-- Start of EXCERPT PROVIDED --

Java's been ready for many-core era; how about you?

Discussions

News: Java's been ready for many-core era; how about you?

  1. Patrick Logan posted a blog entry entitled "Many-Node has many more implications than Many-Core," saying that the many-core discussions miss a crucial point: many cores imply many nodes. Programming models that rely on cores sharing system resources like RAM or hard drive space are going to have to change.
    The many-core era will also be a many-node era. You will not have a C: drive except for those legacy systems running in their little jars of formaldehyde. You will have a lot of computing power "out there" and several kinds of displays that are not directly attached to "your computer". You probably will not be able to locate an "application" as being installed on your C: drive and running on the CPU on the mother board that has a ribbon running out to the disk that has C: formatted on it. Hardware will be too cheap to be organized this way. We need to begin reorganizing our software now or five years from now, we'll be really bad off, without any excuses. If your current programming models distinguish between "these threads threads" and "those other processes over there" then it's almost certainly the wrong model for today, not to mention tomorrow.
    The good news for Java is that the "Pure Java" initiative - apparently downplayed in the last few years - is ideally geared for a "many-node" deployment, with an emphasis on platform neutrality. Java EE takes that one step further, recommending that filesystem access not be used. See section 17.2.3 in the EJB 3 specification:
    The EJB architecture does not define the operating system principal under which enterprise bean methods execute. Therefore, the Bean Provider cannot rely on a specific principal for accessing the underlying OS resources, such as files. (See Subsection 17.6.8 for the reasons behind this rule.) We believe that most enterprise business applications store information in resource managers such as relational databases rather than in resources at the operating system levels. Therefore, this rule should not affect the portability of most enterprise beans.

-- End of EXCERPT PROVIDED --

### WORK TO DO
A. In the rows, starting at the line that contains "Can you find the van" and ending at the last line, swap "side window" for "rear window". Return only those lines and leave everything else unchanged.
B. Continue the article on Java and the many-core era from the point where it stops.
The article on Java and the many-core era is unrelated to the rows.

-- Start of LISTED ENTRIES --

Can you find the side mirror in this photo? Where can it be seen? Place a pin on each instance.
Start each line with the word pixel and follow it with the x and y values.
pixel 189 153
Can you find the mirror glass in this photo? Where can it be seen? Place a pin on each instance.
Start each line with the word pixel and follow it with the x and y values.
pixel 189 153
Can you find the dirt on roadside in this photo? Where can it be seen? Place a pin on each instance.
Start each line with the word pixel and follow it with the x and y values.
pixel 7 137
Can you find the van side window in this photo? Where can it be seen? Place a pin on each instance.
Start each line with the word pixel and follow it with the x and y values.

-- End of LISTED ENTRIES --

### IN RESPONSE
A.
Can you find the van rear window in this photo? Where can it be seen? Place a pin on each instance.
Start each line with the word pixel and follow it with the x and y values.

B.
    The reference to principals obscures the remote nature of EJBs in the first place. A clearer example might be an illustration of a remote EJB deployment. Imagine an enterprise application deployment, where web application 'A1' is on machine 'M1', and it looks up EJBs that are hosted in a cluster of machines 'M2' and 'M3'. On the first invocation ("I1") of A1, it finds an instance of an EJB on M2, which stores information on the local filesystem, in - let's say - a Lucene index. The second invocation ("I2") of A1 finds an instance of the EJB on M3 instead, which then looks for the information to update on the local filesystem. However, the update from I1 isn't on the local filesystem of machine M3; it's on M2. You now have an error. This is why one uses relational databases or remotable resources more than filesystems. Even JCR uses a client/server model for content repositories, to address this issue. No matter how well the platform is prepared for multi-node deployments, though, programmers have to anticipate the requirements. Java's there to help, but you have to know what you're about. How well are you prepared to deploy to a cluster, now that they're becoming commodities rather than specialized deployments?
  2. Well, I think that in most cases there are some things that must change at the same time as the new "many core-node" scenario. As you pointed out non-distributable resources as the filesystem can't be used, but also a central database won't be the best solution. The necessary step is going to large, distributed RAM caches. Now let's listen to Nati, Jonas, Cameron... :-)
  3. Well, I think that in most cases there are some things that must change at the same time as the new "many core-node" scenario. As you pointed out non-distributable resources as the filesystem can't be used, but also a central database won't be the best solution. The necessary step is going to large, distributed RAM caches. Now let's listen to Nati, Jonas, Cameron... :-)
    Allow me to disagree. The vast majority of systems will also in the future run against a central rdbms (in the logical sense - might very well be implemented using Oracle RAC or similar). There are systems that need distributed (or, more likelly, partitioned) caches, but it will take along time before it becomes the "mainstream" solution.
  4. There are systems that need distributed (or, more likelly, partitioned) caches, but it will take along time before it becomes the "mainstream" solution.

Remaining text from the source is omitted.